- [Requirement] Repeat the stretch of lines from the start through the line that contains "[[[91,165],[93,164],[93,157],[88,157],[86,158],[86,165]]]", with both ends included.

A block of data:
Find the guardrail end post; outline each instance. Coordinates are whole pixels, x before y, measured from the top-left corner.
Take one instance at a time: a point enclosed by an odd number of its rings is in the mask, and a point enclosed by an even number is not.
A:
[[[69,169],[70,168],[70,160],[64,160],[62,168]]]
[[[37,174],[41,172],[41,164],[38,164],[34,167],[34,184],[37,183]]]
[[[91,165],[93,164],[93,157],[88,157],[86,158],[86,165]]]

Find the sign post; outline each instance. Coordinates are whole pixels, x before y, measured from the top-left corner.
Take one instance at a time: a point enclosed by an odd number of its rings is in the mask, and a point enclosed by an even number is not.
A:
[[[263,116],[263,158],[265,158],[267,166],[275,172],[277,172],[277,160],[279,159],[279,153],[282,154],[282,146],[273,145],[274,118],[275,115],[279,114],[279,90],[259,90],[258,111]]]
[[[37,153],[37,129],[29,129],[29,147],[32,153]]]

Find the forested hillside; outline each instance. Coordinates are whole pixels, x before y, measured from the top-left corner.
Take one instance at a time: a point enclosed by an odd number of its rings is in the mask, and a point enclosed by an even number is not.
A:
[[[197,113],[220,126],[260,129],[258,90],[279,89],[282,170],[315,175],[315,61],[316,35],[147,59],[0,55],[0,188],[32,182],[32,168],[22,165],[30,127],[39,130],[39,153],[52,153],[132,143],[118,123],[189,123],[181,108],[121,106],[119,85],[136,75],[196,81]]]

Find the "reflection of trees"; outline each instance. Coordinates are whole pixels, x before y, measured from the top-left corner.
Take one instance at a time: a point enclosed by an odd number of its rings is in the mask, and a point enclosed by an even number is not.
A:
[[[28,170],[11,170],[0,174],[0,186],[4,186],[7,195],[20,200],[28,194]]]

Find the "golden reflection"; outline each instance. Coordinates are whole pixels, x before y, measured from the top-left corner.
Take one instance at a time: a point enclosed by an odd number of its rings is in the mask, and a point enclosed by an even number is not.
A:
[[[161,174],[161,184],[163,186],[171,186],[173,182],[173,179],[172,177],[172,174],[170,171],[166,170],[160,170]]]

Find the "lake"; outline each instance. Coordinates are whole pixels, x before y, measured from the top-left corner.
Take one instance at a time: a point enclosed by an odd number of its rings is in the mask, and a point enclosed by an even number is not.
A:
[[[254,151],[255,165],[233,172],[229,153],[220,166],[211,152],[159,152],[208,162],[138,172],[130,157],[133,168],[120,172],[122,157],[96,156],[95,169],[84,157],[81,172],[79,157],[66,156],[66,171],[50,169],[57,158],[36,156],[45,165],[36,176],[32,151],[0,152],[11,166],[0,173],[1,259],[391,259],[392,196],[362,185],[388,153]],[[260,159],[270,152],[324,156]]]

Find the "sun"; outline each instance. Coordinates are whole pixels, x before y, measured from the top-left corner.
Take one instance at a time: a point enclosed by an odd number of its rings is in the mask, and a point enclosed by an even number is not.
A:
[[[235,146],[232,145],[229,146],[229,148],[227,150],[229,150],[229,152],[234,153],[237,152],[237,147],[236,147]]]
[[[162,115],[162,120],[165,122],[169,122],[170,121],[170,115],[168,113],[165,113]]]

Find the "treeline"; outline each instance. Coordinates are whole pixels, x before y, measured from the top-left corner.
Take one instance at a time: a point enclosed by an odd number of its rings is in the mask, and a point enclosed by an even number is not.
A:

- [The result]
Find the guardrail end post; outline each instance. Coordinates are whole pixels, x before y, measured from the top-left corner.
Take one instance at a time: a point enclosed by an odd number of its rings is in the mask, and a point enclosed by an even number is not.
A:
[[[69,169],[70,168],[70,160],[64,160],[62,168]]]
[[[37,174],[41,172],[41,164],[38,164],[34,167],[34,184],[37,183]]]
[[[91,165],[93,164],[93,157],[88,157],[86,158],[86,165]]]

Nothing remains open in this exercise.